本文:
#####

好ましくは、搬送手段は、給紙ローラーを含み、給紙部は、原稿を配置するための第1の積載板と、記録媒体を配置するための第2の積載板とを含み、第1の積載板と、第2の積載板とは、第1の積載板に配置された原稿または第2の積載板に配置された記録媒体のいずれかが給紙ローラーと当接するように構成される。
【0010】
特に、第1の積載板は、第2の積載板の上部に重ねて配置され、第1の積載板および第2の積載板の各々は、回動可能に構成されており、給紙部は、第2の積載板を介して、第1の積載板を給紙ローラー側に回動させるための押上げ力を発生する押上部をさらに含む。
【0011】
特に、第1の積載板は、給紙ローラーとは干渉しないように構成される。

#####

提供データ:

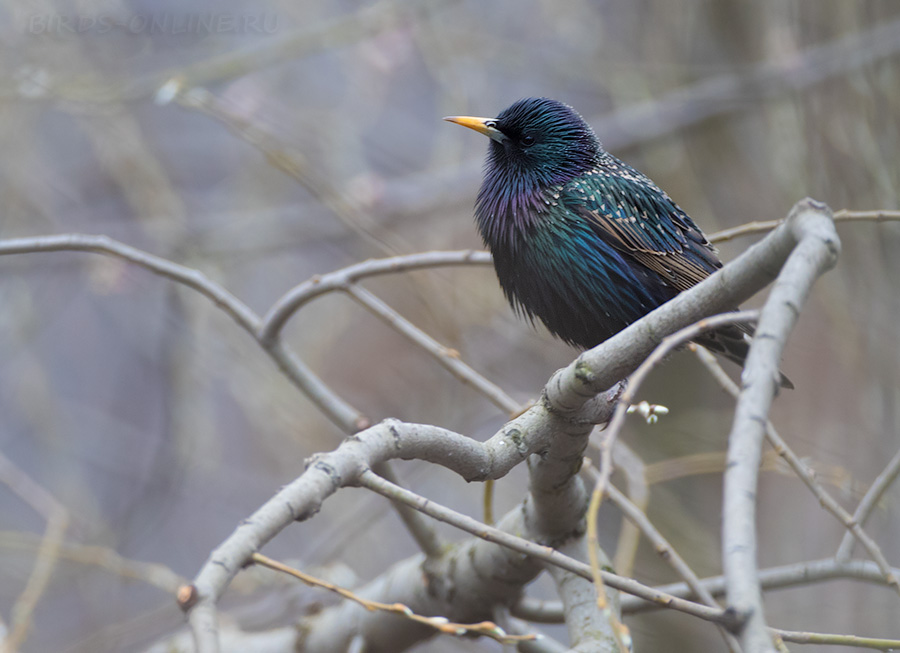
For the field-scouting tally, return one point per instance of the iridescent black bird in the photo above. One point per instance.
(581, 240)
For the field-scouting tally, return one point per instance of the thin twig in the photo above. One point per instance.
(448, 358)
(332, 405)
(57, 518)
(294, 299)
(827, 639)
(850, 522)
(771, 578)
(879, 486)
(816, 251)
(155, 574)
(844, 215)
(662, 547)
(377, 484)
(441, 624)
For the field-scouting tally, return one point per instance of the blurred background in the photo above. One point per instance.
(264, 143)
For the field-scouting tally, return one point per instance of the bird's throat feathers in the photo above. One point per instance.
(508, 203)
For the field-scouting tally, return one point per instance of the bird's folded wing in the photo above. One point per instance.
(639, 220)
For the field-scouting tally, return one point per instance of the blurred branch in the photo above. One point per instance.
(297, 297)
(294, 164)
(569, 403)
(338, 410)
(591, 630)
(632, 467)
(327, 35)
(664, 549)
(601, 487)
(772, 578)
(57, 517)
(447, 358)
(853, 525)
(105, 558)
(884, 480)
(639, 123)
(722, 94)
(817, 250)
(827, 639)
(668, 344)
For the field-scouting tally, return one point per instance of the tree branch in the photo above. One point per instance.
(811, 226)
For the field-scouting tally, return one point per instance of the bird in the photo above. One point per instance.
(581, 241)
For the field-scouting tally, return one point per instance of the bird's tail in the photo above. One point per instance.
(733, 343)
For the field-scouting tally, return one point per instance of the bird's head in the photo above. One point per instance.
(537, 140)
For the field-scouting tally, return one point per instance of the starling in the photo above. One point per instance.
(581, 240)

#####

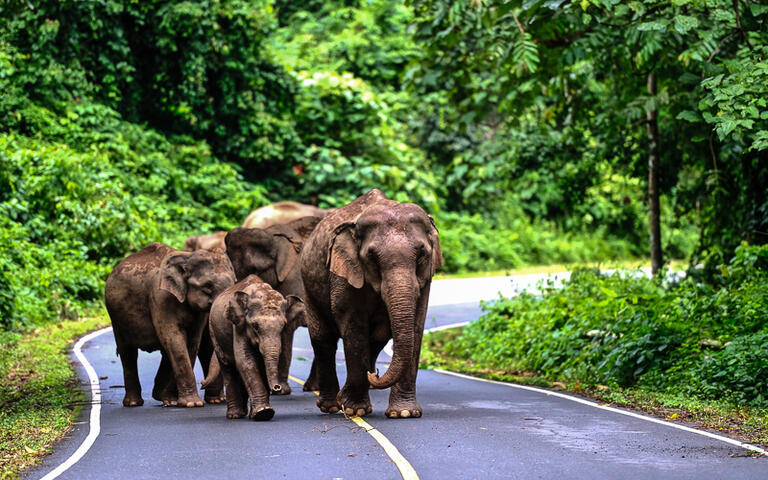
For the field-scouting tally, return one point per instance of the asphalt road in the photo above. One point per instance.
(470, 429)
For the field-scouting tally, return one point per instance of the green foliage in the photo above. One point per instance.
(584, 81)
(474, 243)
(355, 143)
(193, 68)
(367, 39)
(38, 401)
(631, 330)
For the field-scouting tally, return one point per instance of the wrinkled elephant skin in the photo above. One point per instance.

#####

課題 1: 本文によると、給紙部の押上部は何のために設けられているか。一文で答えよ。
課題 2: 給紙部の構成を述べた本文を、最後の文の後から書き継げ。
エントリは本文の内容とは関係がない。

解答 1: 第2の積載板を介して、第1の積載板を給紙ローラー側に回動させるための押上げ力を発生するためである。

解答 2:
特に、識別手段は、第1の積載板に関連付けて配置され、第1の積載板上に原稿が存在するか否かを検知する手段を含む。
【0012】
好ましくは、経路選択手段は、原稿および記録媒体が排紙部へ排出される前に、その搬送方向を反転して対応する搬送経路に戻すための経路を形成する。
【0013】
好ましくは、排紙部は、原稿読取手段によって内容が読取られた後の原稿を受取るための第1の排紙トレイと、画像形成手段によって画像が形成された記録媒体を受取るための第2の排紙トレイと、識別手段による識別結果に基づいて、排出口から排出される用紙を第1の排紙トレイまたは第2の排紙トレイのいずれかに導くガイドとを含む。
【0014】
好ましくは、給紙部は、排紙部の上部に重ねて配置される。
好ましくは、給紙部は、原稿または記録媒体を格納した状態で着脱可能な給紙カセットを含む。
【0015】
好ましくは、原稿読取手段は、原稿を置載するための置載台と、置載台に置載された原稿に対して相対移動可能な読取部とを含み、読取部は、原稿が第1の搬送経路を搬送される場合に、第1の搬送経路上の所定位置に固定される。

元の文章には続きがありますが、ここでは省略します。